#### [PROBLEM STATEMENT]
Rewrite the entries from the line with "Reviewer note: confirm each instance of the long" up to and including the line with "pixel 443 109" as a JSON list of strings, one string per line, leaving out blank lines.

#### [DATA PROVIDED]
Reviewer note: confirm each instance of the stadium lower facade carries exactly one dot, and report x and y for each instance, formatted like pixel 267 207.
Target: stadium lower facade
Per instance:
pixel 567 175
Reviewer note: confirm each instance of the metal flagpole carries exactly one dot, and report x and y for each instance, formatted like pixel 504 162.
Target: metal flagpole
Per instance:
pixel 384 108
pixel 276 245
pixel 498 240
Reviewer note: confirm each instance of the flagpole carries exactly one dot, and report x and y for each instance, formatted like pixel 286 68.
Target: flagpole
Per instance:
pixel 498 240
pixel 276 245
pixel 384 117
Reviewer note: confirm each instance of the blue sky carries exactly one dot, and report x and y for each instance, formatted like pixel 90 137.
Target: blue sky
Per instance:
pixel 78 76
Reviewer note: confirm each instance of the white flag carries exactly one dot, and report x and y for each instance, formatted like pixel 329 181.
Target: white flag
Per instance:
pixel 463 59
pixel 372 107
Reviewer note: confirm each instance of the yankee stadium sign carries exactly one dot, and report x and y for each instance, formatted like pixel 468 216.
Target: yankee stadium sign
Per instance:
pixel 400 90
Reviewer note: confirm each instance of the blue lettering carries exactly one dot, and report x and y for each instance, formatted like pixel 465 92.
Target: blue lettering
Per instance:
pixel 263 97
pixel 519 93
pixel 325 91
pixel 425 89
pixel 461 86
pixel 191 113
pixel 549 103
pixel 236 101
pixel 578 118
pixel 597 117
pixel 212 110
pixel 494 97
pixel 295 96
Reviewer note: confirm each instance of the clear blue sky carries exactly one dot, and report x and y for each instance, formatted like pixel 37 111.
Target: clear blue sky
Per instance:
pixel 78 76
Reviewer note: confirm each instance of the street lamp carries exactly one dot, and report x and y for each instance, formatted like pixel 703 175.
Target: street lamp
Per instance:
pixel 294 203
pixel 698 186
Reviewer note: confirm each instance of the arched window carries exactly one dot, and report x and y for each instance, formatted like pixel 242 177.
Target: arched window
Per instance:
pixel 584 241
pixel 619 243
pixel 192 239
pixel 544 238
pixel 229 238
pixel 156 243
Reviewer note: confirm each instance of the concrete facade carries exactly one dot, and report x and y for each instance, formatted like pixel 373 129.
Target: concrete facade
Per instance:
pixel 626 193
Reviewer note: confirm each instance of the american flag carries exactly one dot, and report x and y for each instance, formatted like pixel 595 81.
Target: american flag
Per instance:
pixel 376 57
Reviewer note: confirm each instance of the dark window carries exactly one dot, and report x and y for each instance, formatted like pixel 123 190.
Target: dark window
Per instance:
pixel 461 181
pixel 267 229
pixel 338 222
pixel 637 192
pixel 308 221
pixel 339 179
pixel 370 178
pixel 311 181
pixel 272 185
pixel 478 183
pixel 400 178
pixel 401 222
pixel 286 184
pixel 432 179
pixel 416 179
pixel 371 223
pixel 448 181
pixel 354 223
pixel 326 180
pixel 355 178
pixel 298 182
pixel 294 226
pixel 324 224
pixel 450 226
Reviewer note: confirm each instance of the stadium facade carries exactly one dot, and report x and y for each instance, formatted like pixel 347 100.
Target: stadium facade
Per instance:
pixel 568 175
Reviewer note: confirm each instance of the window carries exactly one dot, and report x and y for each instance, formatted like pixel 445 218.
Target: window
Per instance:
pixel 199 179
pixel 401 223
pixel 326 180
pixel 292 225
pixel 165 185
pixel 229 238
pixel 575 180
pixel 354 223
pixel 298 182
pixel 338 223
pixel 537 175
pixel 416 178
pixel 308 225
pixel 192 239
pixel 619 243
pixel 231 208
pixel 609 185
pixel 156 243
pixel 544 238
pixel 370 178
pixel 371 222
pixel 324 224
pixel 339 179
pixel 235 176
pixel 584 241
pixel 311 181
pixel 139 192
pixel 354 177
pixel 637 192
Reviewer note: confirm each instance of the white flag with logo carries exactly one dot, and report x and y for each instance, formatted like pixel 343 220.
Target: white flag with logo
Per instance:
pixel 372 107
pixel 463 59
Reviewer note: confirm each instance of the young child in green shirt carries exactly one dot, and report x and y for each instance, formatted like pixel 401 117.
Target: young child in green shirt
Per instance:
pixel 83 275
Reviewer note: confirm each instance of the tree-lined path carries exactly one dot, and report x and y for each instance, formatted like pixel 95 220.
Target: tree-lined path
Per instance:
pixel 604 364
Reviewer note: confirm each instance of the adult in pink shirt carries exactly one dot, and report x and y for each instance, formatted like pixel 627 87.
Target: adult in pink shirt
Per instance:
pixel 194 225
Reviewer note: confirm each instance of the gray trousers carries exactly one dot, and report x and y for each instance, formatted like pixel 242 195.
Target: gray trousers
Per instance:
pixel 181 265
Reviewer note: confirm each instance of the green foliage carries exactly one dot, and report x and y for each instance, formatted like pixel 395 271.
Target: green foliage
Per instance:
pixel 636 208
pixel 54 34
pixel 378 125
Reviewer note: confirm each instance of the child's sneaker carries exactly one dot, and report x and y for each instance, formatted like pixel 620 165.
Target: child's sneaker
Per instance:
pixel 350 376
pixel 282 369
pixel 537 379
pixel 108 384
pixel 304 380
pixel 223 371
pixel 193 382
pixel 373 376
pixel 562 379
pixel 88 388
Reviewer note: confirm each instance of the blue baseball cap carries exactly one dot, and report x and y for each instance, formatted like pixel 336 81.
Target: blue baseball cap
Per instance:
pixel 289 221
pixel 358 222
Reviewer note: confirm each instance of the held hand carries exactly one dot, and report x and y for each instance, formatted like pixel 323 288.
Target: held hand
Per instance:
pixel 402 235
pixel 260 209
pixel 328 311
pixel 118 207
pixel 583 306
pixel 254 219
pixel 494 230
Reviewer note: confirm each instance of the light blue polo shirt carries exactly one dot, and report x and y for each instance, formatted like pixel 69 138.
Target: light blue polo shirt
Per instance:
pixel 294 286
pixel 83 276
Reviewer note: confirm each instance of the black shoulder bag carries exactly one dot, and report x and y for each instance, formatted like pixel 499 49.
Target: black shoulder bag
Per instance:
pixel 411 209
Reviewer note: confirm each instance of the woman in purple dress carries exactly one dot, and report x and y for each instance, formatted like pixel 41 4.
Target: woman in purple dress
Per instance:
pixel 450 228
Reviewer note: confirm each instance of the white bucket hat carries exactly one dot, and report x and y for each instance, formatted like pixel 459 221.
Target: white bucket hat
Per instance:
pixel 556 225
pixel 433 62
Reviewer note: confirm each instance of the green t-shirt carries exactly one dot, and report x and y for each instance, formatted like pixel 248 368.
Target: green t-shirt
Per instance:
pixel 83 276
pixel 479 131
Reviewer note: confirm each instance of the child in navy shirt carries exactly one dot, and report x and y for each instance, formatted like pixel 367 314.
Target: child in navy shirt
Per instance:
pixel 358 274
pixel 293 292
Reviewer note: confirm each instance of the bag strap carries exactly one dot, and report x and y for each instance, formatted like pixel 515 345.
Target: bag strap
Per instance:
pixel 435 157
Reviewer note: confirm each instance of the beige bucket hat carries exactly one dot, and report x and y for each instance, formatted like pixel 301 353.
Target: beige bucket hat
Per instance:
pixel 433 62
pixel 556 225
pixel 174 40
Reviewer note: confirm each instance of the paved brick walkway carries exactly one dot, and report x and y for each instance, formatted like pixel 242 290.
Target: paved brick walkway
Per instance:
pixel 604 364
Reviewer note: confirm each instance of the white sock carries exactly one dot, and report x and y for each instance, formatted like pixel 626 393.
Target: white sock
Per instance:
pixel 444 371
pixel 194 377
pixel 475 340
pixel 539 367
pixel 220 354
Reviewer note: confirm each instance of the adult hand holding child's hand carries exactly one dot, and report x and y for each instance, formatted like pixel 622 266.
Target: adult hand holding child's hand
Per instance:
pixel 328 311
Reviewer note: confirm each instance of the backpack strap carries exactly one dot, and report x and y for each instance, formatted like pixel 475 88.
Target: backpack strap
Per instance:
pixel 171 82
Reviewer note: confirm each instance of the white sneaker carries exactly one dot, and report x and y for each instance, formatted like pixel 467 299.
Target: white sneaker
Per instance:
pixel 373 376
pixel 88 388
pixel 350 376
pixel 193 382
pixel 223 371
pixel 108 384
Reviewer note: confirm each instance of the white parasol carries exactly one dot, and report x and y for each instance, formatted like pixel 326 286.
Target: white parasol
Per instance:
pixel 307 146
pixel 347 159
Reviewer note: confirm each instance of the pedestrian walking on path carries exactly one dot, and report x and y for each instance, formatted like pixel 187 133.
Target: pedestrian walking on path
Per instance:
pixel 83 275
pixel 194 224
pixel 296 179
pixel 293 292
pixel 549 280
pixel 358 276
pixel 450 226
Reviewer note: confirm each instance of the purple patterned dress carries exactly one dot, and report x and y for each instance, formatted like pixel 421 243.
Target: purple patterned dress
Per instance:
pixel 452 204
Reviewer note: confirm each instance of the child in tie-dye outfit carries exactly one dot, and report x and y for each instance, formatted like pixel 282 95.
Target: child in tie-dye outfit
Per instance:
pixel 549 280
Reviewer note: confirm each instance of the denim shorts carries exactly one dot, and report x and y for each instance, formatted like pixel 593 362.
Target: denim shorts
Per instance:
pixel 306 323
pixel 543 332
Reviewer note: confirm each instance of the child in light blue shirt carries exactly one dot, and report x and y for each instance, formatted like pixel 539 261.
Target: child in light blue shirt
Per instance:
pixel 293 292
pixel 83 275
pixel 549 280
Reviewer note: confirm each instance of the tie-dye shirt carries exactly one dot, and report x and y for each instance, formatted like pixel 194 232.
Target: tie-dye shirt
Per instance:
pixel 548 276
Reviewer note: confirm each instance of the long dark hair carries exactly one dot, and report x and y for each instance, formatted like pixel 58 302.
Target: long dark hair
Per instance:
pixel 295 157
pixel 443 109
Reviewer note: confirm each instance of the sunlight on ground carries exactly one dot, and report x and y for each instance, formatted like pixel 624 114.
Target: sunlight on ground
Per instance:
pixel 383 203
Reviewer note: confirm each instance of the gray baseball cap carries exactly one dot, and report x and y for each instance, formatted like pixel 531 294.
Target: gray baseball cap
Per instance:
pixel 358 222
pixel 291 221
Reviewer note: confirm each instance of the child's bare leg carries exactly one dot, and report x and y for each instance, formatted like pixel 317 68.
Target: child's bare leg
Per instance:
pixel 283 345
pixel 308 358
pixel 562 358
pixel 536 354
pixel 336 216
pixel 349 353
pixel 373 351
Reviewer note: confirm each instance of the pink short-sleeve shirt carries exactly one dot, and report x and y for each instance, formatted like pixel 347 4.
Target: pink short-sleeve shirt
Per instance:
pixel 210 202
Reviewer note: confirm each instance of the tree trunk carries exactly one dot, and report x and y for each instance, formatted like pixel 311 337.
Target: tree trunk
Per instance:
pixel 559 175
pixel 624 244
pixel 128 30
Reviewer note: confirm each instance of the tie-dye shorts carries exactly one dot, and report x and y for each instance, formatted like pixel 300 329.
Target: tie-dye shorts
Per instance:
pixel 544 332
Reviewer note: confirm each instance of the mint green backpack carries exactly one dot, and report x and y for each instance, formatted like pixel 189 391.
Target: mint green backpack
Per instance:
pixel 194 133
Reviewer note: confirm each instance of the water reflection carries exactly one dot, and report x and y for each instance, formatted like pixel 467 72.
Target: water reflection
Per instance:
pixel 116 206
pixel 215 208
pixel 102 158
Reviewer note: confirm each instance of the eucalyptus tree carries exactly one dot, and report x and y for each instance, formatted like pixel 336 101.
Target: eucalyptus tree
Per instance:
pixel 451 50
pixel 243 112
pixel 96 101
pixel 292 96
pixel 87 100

#### [SOLVED PROBLEM]
[
  "Reviewer note: confirm each instance of the long dark hair carries exactly one dot, and report x and y for each instance, formatted like pixel 58 302.",
  "Target: long dark hair",
  "Per instance:",
  "pixel 295 157",
  "pixel 443 109"
]